» YOUR ASSIGNMENT
Beginning with the line that contains "target: purple upholstered chair | mode: bbox", transcribe every line through the end of the entries exactly as written, and reproduce nothing else.

» TASK DATA
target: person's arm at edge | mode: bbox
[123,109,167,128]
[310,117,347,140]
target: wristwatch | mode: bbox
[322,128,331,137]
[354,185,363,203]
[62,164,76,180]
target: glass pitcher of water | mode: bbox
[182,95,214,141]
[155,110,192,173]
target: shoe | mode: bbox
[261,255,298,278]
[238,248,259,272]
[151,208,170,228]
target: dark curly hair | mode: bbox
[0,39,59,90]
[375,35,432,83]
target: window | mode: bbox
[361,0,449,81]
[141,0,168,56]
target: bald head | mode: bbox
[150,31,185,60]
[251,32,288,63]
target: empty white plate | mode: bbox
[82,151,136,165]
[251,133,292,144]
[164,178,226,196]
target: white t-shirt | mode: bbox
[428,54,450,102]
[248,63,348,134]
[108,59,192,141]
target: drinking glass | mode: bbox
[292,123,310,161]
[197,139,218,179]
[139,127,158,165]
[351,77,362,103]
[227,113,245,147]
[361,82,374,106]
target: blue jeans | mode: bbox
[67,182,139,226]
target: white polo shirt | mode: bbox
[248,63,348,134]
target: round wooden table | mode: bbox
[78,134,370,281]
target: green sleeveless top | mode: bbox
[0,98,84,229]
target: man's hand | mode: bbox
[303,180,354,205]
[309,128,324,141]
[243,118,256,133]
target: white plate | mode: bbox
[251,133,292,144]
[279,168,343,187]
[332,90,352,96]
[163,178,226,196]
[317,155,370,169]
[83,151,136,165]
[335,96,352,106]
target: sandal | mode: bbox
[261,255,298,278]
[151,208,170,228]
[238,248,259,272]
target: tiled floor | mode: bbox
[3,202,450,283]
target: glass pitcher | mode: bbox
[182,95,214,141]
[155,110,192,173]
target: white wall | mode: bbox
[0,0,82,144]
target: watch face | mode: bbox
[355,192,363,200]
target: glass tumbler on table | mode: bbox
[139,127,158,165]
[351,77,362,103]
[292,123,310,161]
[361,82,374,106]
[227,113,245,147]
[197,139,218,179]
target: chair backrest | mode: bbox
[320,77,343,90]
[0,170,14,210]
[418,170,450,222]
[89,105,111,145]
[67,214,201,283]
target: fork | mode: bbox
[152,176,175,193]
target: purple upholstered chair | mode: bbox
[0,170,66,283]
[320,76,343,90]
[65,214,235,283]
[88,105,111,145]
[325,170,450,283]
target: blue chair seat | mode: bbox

» SOLUTION FOR THIS EXERCISE
target: purple upholstered chair | mode: bbox
[0,170,66,283]
[320,76,343,90]
[65,214,235,283]
[88,105,111,145]
[325,170,450,283]
target: blue chair seat | mode: bbox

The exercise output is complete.